### Extracted material
☆ ☆ ☆ ☆ ☆ ☆ ☆

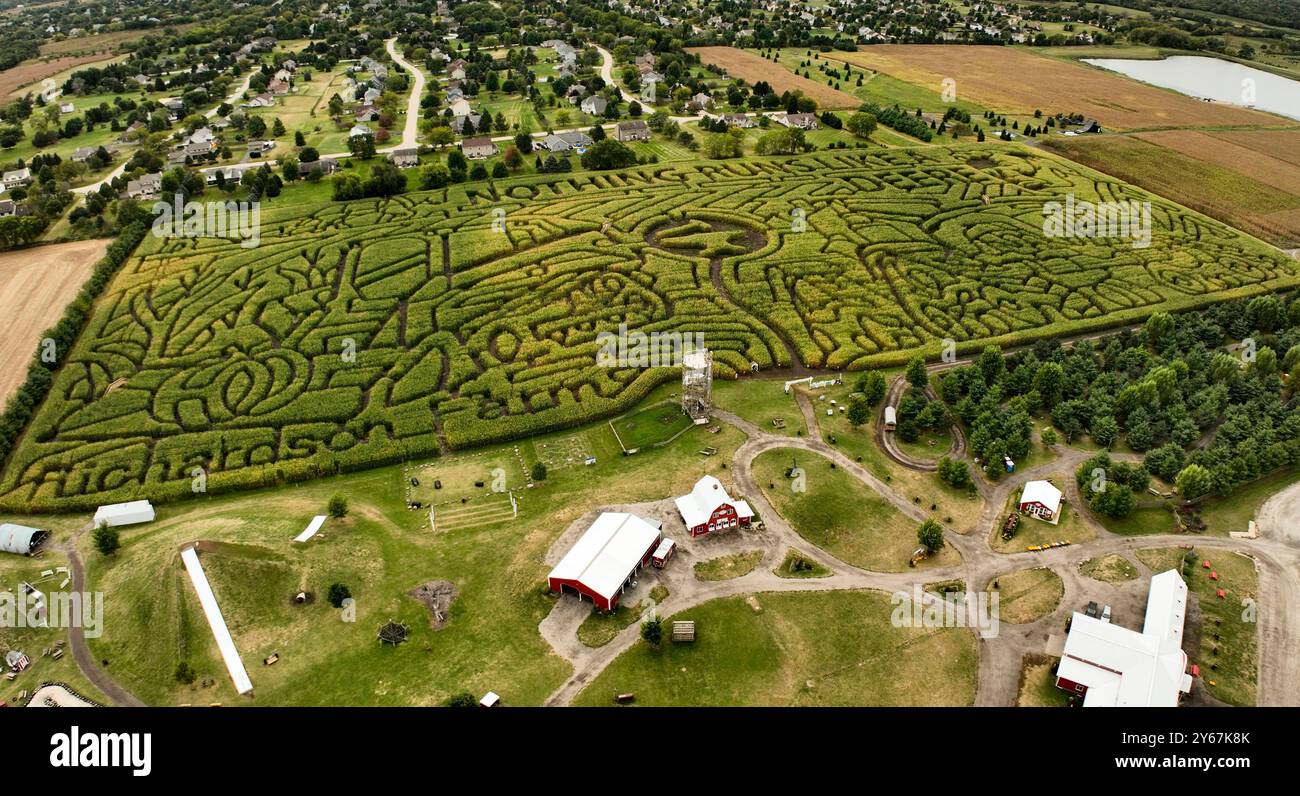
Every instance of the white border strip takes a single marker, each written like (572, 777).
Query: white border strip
(219, 624)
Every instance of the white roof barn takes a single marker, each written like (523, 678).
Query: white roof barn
(601, 562)
(125, 514)
(698, 507)
(1041, 494)
(1118, 667)
(21, 539)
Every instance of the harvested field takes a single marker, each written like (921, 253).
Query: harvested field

☆ ☆ ☆ ☆ ☆ ☆ ☆

### Exercise directions
Write out every line of the records above again, leaving out the picture, and add 118 to both coordinates of each answer point. Keep the request lines unchanged, including the sample points in them.

### Reply to the task
Every instance of the white border strip takes a single marker, each written like (572, 777).
Query: white border strip
(337, 742)
Every instance of the white roof barn takes a single marker, each written like (523, 678).
Query: white roof barn
(719, 680)
(243, 632)
(816, 625)
(1159, 612)
(1236, 785)
(139, 657)
Every instance of the harvested field takes a single marker, each written like (921, 253).
Query: harvested field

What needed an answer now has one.